▶ [Exercise details] Extract every line of the data below that contains the word "soccer". The match is case-sensitive.

▶ [Rows]
>>>>
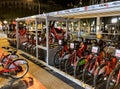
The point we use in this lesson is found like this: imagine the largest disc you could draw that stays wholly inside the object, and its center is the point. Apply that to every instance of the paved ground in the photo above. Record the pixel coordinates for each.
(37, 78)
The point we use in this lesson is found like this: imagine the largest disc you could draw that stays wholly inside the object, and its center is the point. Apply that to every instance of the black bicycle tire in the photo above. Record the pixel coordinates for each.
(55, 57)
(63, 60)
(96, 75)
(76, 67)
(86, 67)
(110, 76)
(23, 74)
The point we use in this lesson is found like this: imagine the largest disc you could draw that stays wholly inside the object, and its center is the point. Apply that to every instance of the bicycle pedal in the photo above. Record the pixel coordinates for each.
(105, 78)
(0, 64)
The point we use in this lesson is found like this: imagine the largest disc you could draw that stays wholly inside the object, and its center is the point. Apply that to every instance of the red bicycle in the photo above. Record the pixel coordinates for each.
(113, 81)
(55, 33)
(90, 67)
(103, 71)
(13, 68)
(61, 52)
<<<<
>>>>
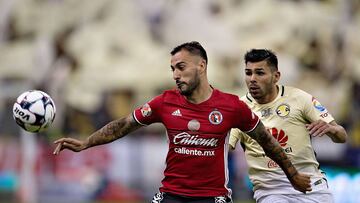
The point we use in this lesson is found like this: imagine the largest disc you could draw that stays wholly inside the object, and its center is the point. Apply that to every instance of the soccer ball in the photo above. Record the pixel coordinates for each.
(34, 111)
<<<<
>>>>
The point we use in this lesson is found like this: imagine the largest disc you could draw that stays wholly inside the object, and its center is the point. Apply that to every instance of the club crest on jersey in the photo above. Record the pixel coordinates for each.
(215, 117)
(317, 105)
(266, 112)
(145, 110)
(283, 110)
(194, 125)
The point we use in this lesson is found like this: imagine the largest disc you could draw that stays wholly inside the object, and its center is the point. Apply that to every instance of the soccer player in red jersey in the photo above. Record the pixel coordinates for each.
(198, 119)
<<<<
▶ [Final result]
The point we use in this lesson is found like this: imagine the largest disc you could draw that stays wholly inside the object, and its center is the point. Apply that to every instance of the soccer ball in the photo above. Record the pixel coordinates for each.
The point we use in this lesson is found like this: imagine the largest disc you could draw that stays wholly inside the object, and its center is the point. Apply that to every instance of the soccer player in red jersey in the photo above. Record the pixel coordinates for each.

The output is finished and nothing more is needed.